- _Exercise objective_: Where in the entries below does "chrome" appear? Copy every line that has it.

- _Information provided_:

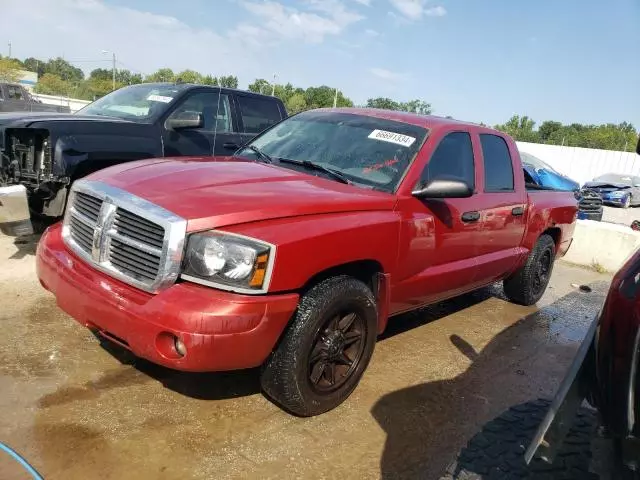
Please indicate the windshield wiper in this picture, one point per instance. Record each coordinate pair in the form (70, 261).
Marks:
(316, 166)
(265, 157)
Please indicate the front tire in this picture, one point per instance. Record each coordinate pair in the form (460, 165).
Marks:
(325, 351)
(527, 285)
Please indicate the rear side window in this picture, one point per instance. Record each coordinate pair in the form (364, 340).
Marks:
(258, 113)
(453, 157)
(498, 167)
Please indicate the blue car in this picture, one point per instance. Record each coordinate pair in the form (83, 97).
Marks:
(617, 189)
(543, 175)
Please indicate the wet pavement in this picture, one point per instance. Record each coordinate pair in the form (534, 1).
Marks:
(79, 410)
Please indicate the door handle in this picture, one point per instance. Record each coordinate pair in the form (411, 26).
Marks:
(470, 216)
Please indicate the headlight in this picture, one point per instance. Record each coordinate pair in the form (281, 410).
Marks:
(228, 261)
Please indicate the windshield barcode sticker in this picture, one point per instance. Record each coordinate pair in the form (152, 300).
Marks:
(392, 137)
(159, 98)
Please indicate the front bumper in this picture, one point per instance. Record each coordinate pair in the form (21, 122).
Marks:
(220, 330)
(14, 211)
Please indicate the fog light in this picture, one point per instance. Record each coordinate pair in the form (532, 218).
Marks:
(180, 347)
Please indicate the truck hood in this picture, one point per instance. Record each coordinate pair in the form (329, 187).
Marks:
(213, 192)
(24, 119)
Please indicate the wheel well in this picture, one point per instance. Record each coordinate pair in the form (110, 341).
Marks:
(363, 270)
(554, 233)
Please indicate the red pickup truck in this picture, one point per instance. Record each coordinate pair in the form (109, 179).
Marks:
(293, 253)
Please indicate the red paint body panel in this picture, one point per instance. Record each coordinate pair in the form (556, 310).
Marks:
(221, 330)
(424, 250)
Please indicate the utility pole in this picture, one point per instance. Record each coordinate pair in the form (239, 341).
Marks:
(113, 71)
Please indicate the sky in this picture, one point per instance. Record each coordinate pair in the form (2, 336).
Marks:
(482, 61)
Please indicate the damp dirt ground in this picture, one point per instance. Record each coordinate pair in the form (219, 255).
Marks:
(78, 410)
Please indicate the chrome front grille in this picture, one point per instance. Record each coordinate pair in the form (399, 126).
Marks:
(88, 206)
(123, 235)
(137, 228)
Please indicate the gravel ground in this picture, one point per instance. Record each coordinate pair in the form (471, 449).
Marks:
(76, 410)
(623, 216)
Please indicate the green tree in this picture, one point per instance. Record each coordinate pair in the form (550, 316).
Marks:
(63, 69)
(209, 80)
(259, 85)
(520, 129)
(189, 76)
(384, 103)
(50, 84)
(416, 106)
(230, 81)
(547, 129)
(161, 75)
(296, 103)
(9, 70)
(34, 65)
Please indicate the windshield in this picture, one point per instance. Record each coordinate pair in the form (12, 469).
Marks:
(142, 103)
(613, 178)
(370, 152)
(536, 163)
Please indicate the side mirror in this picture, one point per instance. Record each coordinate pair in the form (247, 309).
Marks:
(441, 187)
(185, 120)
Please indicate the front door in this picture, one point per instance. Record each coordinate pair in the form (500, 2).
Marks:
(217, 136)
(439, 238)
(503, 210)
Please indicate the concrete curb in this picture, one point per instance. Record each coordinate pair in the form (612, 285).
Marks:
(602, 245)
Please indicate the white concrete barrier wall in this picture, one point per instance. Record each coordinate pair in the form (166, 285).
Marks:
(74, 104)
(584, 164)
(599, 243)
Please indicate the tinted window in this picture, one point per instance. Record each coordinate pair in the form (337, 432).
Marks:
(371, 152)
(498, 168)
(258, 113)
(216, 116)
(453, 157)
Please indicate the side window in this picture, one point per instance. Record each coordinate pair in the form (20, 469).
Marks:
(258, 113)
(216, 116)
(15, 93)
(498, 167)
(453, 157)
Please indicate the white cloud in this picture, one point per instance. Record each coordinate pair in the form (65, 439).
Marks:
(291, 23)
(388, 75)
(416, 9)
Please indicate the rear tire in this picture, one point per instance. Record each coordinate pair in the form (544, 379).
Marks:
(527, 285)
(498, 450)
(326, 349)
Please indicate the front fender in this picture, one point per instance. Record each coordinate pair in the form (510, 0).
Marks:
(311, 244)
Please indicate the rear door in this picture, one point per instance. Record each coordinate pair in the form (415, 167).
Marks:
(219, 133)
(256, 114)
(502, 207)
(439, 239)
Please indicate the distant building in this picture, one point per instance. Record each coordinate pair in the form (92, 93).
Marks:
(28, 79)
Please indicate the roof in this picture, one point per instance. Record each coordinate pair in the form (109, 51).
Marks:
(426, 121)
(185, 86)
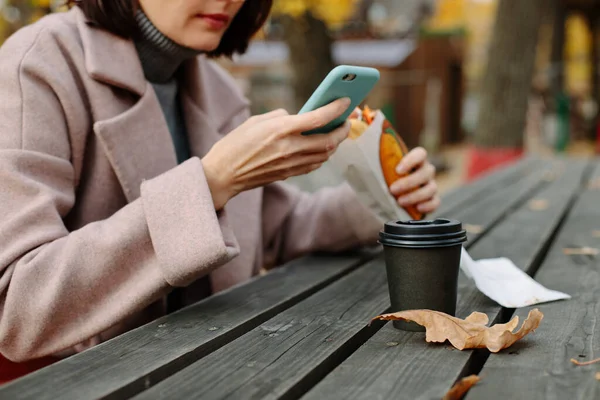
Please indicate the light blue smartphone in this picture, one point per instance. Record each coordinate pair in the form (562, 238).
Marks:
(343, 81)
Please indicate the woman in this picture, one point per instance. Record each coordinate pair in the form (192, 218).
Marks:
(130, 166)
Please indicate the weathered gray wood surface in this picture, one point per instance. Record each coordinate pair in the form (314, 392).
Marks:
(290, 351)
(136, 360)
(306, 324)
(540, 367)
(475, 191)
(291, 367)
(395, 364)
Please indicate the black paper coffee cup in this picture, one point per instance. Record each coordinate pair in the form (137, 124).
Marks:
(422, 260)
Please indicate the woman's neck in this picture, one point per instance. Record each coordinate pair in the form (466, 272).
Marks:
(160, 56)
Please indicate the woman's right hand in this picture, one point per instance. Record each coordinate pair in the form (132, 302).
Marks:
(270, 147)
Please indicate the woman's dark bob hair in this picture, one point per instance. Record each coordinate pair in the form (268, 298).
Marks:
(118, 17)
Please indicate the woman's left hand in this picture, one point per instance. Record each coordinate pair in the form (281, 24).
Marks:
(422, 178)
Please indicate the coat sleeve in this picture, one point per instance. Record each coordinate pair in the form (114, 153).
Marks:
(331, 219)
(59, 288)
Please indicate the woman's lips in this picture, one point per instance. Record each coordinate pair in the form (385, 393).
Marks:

==

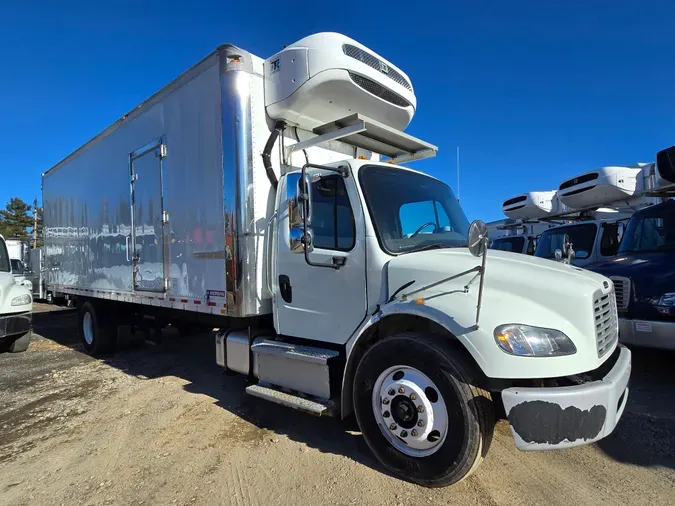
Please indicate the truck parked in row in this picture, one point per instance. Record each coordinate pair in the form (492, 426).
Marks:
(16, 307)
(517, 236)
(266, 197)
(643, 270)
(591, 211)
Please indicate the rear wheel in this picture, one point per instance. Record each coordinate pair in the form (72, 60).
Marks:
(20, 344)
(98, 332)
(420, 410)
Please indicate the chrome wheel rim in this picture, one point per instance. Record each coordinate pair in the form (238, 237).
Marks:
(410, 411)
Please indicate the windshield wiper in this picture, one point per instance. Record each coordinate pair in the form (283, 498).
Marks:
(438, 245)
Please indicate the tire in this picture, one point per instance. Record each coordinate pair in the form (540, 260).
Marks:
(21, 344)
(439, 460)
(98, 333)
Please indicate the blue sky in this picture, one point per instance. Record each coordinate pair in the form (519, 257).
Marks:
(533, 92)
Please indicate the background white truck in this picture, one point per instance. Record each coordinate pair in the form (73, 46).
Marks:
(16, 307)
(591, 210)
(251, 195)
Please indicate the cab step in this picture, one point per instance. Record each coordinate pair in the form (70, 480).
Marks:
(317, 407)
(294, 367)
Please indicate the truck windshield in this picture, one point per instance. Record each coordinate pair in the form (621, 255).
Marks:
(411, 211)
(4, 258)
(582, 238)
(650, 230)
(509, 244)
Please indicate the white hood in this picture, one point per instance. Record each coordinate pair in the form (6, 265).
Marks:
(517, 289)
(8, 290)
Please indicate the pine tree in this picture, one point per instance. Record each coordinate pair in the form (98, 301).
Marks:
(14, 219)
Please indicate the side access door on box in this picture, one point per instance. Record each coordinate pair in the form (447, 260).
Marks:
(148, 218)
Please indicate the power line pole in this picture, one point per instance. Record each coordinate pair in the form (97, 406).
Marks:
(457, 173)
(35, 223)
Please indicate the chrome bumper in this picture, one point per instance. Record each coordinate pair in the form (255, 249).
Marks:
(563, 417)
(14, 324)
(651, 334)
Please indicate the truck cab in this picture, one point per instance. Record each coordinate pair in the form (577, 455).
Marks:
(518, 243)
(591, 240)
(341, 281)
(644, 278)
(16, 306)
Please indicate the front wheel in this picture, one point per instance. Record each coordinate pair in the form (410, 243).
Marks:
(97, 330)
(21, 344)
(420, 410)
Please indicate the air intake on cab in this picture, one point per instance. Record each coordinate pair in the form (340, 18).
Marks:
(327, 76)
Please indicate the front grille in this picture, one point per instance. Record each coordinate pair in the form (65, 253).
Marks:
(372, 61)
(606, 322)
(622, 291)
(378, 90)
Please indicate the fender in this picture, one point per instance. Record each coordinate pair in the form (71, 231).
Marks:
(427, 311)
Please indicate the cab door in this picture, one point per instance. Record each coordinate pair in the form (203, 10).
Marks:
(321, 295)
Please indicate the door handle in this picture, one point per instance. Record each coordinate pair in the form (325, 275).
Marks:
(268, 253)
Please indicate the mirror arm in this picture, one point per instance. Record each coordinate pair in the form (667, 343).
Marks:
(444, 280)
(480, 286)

- _Answer section_:
Please indicate the chrome front grille in this picture, one point per instance. Record each coordinate pair in the form (399, 126).
Please indicate the chrome wheel rim in this picture, one point per instance. Record each coordinate pair in the form (238, 237).
Please indicate the chrome bumper in this picture, one point per instance. Record each coordinate pair in the form (255, 249).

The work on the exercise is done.